**Given exercise**
Quote all of the data exactly as given. Skip every picture it contains.

**Data shown**
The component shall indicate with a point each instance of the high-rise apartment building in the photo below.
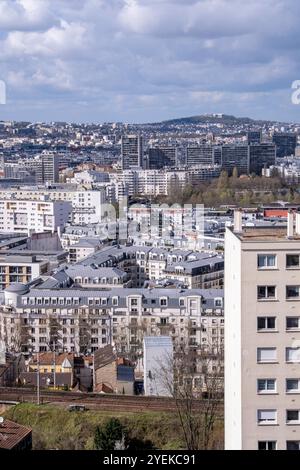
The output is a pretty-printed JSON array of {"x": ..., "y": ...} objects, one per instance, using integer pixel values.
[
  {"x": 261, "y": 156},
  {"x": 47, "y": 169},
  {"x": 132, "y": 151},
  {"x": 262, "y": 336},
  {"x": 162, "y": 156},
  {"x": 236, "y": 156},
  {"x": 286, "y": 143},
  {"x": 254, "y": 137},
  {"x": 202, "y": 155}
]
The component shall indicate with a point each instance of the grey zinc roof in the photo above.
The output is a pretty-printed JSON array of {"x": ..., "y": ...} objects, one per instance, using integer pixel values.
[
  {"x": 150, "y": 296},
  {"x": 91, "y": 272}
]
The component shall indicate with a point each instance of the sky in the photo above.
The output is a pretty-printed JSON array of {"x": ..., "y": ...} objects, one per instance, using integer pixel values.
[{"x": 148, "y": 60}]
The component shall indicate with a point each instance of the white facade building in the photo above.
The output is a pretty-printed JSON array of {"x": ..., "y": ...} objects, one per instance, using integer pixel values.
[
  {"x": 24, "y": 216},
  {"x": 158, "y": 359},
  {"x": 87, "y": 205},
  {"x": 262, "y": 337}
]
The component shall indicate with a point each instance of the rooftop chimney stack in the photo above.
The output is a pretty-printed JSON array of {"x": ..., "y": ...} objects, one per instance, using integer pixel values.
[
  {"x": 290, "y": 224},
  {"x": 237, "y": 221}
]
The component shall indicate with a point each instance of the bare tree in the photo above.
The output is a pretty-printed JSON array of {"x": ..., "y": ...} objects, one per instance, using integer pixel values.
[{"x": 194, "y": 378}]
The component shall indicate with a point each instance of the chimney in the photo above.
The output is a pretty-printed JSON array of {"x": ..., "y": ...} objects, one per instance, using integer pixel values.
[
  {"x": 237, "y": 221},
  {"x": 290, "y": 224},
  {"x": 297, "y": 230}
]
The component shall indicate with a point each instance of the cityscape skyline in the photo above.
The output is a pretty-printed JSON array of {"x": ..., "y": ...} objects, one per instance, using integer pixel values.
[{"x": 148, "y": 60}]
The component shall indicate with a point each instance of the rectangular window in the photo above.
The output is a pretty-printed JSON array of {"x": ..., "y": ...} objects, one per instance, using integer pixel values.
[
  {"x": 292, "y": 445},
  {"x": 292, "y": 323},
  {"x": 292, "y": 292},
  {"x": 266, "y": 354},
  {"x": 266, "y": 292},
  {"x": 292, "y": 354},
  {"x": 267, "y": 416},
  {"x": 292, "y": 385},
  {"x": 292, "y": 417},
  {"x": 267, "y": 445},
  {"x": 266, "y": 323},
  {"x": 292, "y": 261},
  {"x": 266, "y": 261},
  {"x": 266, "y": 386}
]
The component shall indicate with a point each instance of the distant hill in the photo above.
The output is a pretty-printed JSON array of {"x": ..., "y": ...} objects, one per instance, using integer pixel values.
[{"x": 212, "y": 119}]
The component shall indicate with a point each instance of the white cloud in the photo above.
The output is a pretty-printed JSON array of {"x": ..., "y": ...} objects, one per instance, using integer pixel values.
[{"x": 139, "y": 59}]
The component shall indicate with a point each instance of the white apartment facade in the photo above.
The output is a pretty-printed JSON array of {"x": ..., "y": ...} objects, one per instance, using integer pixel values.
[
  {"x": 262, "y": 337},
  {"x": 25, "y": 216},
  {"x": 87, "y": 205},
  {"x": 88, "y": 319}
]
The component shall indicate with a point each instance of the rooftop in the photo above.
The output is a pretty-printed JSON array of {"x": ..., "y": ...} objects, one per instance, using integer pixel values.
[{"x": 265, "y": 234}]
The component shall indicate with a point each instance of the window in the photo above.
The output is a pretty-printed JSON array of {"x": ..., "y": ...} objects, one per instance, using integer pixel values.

**Complete output**
The component shall indicate with a point each instance of the high-rise apartment building in the photo below.
The output is a pretty-printed JSON array of {"x": ..., "y": ...} objects, one per instance, using integer pixel values.
[
  {"x": 261, "y": 156},
  {"x": 47, "y": 169},
  {"x": 132, "y": 151},
  {"x": 262, "y": 336},
  {"x": 162, "y": 156},
  {"x": 236, "y": 156},
  {"x": 286, "y": 143},
  {"x": 254, "y": 137},
  {"x": 202, "y": 155}
]
The component shall indicate with a point each instance of the grey zinc roof in the photo above.
The output is a pretty-printed JSON array of {"x": ..., "y": ...} objects, one per instance, using integer pixel values.
[
  {"x": 150, "y": 296},
  {"x": 91, "y": 272}
]
The component shall indicate with a point each instance of the sky in the photo above.
The output is a pretty-printed JSON array of {"x": ..., "y": ...} objects, one per instance, using integer pixel values.
[{"x": 148, "y": 60}]
The component shall indicate with a point each instance of the white facade building in the photo above.
The output is a pretty-printed JSON array of {"x": ..., "y": ...} objects, one per instance, using integer pixel values.
[
  {"x": 24, "y": 216},
  {"x": 158, "y": 359},
  {"x": 87, "y": 205},
  {"x": 262, "y": 337}
]
The component shall indicate with a point each instance of the rooftop chimney stack in the photo above.
The output is a pretty-printed JSON array of {"x": ..., "y": ...} objects, one per instance, using integer pixel values.
[
  {"x": 290, "y": 224},
  {"x": 237, "y": 221}
]
The component shall indicate with a point each instance of the bare tree in the photo above.
The output is a pretty-printed JSON array of {"x": ..., "y": ...} objects, one per instance, using integer pixel values.
[{"x": 194, "y": 378}]
The component shall indicate with a point each instance of the chimney in the photo above.
The output is a pretty-printed JSON array of {"x": ..., "y": ...} objects, one per instance, using integer pixel values.
[
  {"x": 237, "y": 221},
  {"x": 290, "y": 224},
  {"x": 297, "y": 230}
]
The component shall indicate with a point each instance of the cityscape skyline in the photo above.
The output is a pretty-printed JSON array of {"x": ..., "y": ...} objects, one per instance, using integer pixel values.
[{"x": 148, "y": 60}]
The component shall indicate with a point each instance of the rectangular window in the photo above.
The output is a pretty-printed JSON array of {"x": ..., "y": ...} objects, one per instance, using integer pixel values.
[
  {"x": 292, "y": 445},
  {"x": 292, "y": 323},
  {"x": 292, "y": 292},
  {"x": 266, "y": 354},
  {"x": 266, "y": 292},
  {"x": 292, "y": 354},
  {"x": 267, "y": 416},
  {"x": 292, "y": 385},
  {"x": 292, "y": 417},
  {"x": 267, "y": 445},
  {"x": 266, "y": 323},
  {"x": 292, "y": 261},
  {"x": 266, "y": 261},
  {"x": 266, "y": 386}
]
The component shall indicate with a point each instance of the distant hill in the photo above.
The output is a pretty-printed JSON array of {"x": ..., "y": ...} objects, one per instance, using integer pixel values.
[{"x": 212, "y": 119}]
The component shall indicate with a point each instance of the white cloud in the photo above.
The output is a pretty-printed JSON array of {"x": ..., "y": ...} objects, one per instance, using integer pixel values.
[{"x": 139, "y": 59}]
The component shall indicate with a point each instance of the white apartment facade in the photo above.
The output is a pretty-printed JSON array of {"x": ..., "y": ...} objects, one per instance, using integer pixel values.
[
  {"x": 262, "y": 337},
  {"x": 25, "y": 216},
  {"x": 87, "y": 205},
  {"x": 88, "y": 319}
]
The component shall indicate with a point each instance of the rooftop in the photo above.
The output is a pretty-printed JSON array of {"x": ..., "y": ...} objects, one per instance, using integer pixel values.
[{"x": 265, "y": 234}]
The component shall indicate with a point each instance of the window in the photo above.
The output is a pretty-printed JSON array of {"x": ..., "y": ...} objects, one per instance, using integer pixel values.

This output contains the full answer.